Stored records
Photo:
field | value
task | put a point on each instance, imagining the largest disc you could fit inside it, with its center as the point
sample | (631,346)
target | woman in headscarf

WRITTEN INSTRUCTION — Change every occurrence of "headscarf" in the items to "head covering" and reproduce them with nothing else altered.

FULL SOLUTION —
Photo:
field | value
task | put a point on each instance, imagining the largest disc you could fit inside it, with its center as the point
sample | (631,346)
target | woman in head covering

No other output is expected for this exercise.